[作業指示]
以下の抜粋によると、AD-GP1の出力ポートはどの種類で、合計いくつ搭載されていますか。

搭載GPUはRadeon RX 7600M XTです。RDNA3アーキテクチャを採用した高性能な型番で、競合製品(ONEXGPUやGPD G1など)にも搭載例が多いです。後ほどベンチマークスコアを掲載します。

競合製品の多くは映像出力ポートの他にUSBポートなどを搭載していたり、SSDスロットを備えていたりして「ハブあるいはドッキングステーション」としても使える構造になっていますが、AD-GP1の出力ポートはDisplay PortとHDMIの「映像出力のみを合計で4つ」搭載しており、Type-Cポートから接続デバイスの充電ができるものの、便利なハブ・ドッキングステーションとしての機能はありません。そのぶん競合製品よりも価格が安く、割り切った仕様とも言えます。

[提供情報]
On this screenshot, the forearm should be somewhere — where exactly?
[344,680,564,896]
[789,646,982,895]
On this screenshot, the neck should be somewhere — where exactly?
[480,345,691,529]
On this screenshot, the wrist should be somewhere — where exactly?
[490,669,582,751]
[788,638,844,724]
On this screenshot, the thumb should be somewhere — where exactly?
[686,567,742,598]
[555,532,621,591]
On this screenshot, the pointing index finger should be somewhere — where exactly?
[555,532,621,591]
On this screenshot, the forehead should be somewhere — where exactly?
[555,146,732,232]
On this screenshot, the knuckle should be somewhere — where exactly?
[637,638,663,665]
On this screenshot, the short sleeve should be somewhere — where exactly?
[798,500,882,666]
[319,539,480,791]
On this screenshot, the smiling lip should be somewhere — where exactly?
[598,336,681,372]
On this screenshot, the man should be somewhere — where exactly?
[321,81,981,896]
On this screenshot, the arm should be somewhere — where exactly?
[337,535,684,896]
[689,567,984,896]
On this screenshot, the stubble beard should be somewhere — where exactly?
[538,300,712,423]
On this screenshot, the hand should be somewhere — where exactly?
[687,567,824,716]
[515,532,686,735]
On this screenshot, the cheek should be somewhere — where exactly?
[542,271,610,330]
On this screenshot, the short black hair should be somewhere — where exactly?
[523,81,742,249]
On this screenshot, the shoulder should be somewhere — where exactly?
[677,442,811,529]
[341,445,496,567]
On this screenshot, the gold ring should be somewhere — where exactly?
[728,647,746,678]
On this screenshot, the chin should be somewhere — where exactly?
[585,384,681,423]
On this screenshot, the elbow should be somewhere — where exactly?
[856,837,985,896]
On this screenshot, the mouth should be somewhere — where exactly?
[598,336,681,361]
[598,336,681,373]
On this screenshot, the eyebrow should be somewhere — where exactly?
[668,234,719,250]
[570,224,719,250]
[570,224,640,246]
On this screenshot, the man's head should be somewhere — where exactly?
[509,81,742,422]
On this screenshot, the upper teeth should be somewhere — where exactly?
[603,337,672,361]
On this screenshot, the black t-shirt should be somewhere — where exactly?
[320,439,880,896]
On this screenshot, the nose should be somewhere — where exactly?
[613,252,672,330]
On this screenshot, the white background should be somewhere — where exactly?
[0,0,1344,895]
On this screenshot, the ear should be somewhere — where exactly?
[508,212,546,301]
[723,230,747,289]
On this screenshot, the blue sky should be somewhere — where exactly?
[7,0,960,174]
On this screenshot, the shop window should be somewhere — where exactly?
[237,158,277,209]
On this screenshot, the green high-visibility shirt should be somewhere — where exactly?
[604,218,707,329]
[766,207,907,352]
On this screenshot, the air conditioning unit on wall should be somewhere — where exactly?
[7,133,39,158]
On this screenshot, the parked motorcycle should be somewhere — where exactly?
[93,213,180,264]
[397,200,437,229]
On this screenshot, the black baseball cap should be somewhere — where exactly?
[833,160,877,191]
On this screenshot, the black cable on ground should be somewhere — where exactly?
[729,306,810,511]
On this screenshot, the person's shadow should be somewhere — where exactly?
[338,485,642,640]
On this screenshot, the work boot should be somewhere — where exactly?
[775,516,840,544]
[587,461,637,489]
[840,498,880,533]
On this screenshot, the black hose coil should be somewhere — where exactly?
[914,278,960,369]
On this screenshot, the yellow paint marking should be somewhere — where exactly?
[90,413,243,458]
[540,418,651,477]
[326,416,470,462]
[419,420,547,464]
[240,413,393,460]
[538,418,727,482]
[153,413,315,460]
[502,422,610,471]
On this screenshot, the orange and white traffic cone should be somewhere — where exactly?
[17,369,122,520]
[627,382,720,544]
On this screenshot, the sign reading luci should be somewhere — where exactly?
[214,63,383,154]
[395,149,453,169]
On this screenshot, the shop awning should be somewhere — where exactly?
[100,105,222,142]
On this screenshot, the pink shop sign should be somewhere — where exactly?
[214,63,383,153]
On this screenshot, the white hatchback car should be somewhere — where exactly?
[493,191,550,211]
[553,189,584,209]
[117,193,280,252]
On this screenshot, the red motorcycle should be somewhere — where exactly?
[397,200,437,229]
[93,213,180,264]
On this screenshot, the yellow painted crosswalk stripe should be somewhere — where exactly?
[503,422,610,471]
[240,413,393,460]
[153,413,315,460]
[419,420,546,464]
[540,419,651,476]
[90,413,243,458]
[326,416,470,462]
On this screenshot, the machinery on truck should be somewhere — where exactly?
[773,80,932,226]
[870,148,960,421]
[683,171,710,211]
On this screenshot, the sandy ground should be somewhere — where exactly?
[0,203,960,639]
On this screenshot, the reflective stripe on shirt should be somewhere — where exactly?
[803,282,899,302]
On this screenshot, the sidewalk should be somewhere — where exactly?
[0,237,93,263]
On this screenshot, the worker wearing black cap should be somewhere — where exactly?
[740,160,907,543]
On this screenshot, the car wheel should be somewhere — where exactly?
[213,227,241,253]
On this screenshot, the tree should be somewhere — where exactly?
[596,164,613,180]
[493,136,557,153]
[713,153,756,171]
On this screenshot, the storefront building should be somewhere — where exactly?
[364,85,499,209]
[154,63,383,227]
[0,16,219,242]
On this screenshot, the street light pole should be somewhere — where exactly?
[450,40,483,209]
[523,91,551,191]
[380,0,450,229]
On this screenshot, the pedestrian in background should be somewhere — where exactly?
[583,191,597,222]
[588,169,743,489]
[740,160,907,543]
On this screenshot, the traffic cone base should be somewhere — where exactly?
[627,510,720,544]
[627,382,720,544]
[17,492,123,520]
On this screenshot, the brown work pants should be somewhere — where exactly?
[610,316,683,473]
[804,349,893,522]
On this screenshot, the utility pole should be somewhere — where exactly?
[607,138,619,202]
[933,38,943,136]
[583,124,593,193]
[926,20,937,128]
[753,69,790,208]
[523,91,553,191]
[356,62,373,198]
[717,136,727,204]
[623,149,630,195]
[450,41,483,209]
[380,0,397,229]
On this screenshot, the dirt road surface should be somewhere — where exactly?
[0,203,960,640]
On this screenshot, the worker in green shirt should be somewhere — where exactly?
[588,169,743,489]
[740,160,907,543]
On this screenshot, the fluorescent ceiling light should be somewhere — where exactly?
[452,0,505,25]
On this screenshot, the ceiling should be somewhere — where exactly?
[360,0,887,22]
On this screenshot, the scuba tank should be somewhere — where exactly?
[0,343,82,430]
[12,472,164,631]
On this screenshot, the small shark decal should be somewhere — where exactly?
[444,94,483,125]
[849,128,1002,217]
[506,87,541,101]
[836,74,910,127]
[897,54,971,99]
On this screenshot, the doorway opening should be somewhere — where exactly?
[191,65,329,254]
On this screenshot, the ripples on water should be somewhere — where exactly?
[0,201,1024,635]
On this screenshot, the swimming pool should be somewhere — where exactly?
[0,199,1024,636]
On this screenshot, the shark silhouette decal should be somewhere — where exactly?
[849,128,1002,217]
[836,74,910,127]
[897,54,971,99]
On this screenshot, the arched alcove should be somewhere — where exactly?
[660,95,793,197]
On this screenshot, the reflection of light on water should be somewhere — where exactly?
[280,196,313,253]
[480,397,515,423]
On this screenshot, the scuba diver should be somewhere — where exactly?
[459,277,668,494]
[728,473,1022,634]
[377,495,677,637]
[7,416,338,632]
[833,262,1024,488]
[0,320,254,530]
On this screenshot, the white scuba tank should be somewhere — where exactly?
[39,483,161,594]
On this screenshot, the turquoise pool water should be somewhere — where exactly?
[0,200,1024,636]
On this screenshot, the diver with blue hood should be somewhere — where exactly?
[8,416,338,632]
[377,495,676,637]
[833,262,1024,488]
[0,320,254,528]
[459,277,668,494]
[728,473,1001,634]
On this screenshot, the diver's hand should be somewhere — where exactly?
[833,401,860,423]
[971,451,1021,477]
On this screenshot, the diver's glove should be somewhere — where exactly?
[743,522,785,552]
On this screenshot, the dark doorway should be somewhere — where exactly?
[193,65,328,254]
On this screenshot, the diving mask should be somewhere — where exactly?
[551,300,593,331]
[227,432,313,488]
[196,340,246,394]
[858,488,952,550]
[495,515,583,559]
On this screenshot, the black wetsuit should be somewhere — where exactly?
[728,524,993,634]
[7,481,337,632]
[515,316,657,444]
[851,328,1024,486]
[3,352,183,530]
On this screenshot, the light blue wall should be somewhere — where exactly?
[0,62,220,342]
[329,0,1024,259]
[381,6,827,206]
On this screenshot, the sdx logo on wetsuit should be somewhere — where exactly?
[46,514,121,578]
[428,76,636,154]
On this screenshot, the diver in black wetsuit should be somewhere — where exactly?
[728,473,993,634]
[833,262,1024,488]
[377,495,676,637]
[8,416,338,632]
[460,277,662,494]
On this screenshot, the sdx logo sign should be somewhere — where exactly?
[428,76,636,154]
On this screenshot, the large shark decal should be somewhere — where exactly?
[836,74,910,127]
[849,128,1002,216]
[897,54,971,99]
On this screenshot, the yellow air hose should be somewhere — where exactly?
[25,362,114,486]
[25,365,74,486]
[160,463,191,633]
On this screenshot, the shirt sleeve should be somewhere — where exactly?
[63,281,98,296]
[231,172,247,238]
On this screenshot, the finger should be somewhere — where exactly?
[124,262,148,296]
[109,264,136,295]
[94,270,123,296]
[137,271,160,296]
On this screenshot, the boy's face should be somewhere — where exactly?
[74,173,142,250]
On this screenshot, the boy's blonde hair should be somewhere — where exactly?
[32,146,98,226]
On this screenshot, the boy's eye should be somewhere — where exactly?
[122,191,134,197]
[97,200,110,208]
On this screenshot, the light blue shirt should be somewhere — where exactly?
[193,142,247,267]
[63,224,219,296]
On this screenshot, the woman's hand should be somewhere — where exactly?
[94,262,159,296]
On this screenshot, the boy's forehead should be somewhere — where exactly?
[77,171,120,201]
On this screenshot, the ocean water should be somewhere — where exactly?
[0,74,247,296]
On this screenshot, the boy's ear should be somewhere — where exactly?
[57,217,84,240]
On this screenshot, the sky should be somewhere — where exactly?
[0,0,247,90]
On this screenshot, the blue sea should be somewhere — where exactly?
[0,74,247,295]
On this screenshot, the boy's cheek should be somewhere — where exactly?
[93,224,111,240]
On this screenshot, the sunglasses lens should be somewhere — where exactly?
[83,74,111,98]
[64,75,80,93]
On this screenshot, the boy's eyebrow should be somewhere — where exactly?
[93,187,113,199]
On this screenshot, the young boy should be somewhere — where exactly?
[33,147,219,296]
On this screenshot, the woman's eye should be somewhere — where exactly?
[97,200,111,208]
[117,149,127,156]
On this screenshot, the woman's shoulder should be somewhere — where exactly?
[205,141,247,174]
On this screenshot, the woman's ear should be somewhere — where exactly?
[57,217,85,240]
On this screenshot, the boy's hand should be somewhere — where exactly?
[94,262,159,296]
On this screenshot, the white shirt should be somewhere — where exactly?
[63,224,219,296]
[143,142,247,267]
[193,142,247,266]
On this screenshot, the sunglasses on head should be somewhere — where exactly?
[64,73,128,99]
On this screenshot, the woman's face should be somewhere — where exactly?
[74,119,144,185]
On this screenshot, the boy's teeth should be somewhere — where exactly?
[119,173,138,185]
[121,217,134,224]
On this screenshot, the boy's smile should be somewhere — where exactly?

[解答例]
Display PortとHDMIの映像出力ポートが合計4つ搭載されています。